■ WORK REQUEST 1: Return the passage of the trauma surgeon text from "Look - my sister" to "started there too.", copied word for word.
■ WORK REQUEST 2: Carry the text about the surgeon sister forward, starting after its final sentence.

** EXCERPTED TEXT follows **

Look - my sister who has been a trauma surgeon in San Jose for almost 20 years (with a 4 year stint being the chief surgeon at a midwestern hospital) just quit. She was an Obama supporter, gave, volunteered, went to an inaugural ball - the works. She quit because the situation has worsened and she sees no end to a shrinking income that started shrinking about 10 years ago.

She went to the midwest because the insurers/payers were not taking as much as in the SF bay area (where rates are among the highest in the country, yet practitioner incomes are shrinking). then the fix started there too.

Now she will make twice as much money auditing hospitals. That’s right - she joined the bean counters and will make more money than anyone in the operating room (except maybe the top nurses - the nurses union in the SF bay area is quite strong).

When you segment the market and shrink both the resource and risk pools you create room for the oligopolists to do their thing. the point of going interstate is to spread both pools. Practitioners LIKE having more than one payer - there is a chance they might get paid better by one than another. When you force a market to have few payers who have an incentive to drive up costs and where the consumer will not walk away from a higher priced product then you get what we have.

And people are leaving the field in these markets - like silicon valley, where car accident victims will now get lower quality care because the experienced trauma surgeons can’t make a living (my sister has a mortgage on a 1200 square foot house and drives a 12 year old car and has no retirement savings - she used to live better 10 years ago).

** End of EXCERPTED TEXT **
** SUPPLIED ENTRIES follows **

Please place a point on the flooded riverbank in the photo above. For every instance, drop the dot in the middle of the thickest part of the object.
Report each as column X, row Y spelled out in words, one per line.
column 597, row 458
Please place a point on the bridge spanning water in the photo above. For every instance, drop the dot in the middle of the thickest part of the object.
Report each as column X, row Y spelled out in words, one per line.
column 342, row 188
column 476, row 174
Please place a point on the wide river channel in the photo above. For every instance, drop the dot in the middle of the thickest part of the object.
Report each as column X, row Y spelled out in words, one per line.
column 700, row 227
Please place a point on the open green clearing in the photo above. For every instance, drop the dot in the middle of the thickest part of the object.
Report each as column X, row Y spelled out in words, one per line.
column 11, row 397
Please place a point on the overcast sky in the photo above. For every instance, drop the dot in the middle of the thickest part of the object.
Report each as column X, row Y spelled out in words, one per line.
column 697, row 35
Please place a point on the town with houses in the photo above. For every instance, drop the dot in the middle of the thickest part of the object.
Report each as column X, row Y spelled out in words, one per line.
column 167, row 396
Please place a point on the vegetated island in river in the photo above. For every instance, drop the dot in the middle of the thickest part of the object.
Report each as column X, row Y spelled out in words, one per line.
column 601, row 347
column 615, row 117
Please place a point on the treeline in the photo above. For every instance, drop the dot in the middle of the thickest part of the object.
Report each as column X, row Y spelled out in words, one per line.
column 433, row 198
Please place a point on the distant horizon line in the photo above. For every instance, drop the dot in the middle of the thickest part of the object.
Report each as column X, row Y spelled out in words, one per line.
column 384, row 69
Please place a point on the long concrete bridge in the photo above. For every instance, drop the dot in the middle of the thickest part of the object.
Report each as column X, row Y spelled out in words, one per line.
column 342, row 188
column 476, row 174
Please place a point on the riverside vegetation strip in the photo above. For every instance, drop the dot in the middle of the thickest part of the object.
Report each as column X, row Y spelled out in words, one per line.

** End of SUPPLIED ENTRIES **

■ EXERCISE RESPONSE 1:
Look - my sister who has been a trauma surgeon in San Jose for almost 20 years (with a 4 year stint being the chief surgeon at a midwestern hospital) just quit. She was an Obama supporter, gave, volunteered, went to an inaugural ball - the works. She quit because the situation has worsened and she sees no end to a shrinking income that started shrinking about 10 years ago.

She went to the midwest because the insurers/payers were not taking as much as in the SF bay area (where rates are among the highest in the country, yet practitioner incomes are shrinking). then the fix started there too.

■ EXERCISE RESPONSE 2:
Ezra Klein et al are free to spit out whatever talking points they want to rationalize the “reform” package we want and it is interesting to see the left defend it now that they own it, but the plain fact is that we have all made the situation worse. It has nothing to do with the cost of the providers - it has to do with the protection afforded the payers and the pharmas to get a deal done.

We have one option left - single payer.

A less radical and intrusive way to avoid a balkanized market and avoid the race to the bottom would be to get rid of the state regulators and substitute a national regulator. One set of rules, one marketplace. Everyone can market everywhere, subject to their ability to deliver the product and comply with the rules. (Which is not a trivial restriction: setting up provider networks isn’t a simple task.)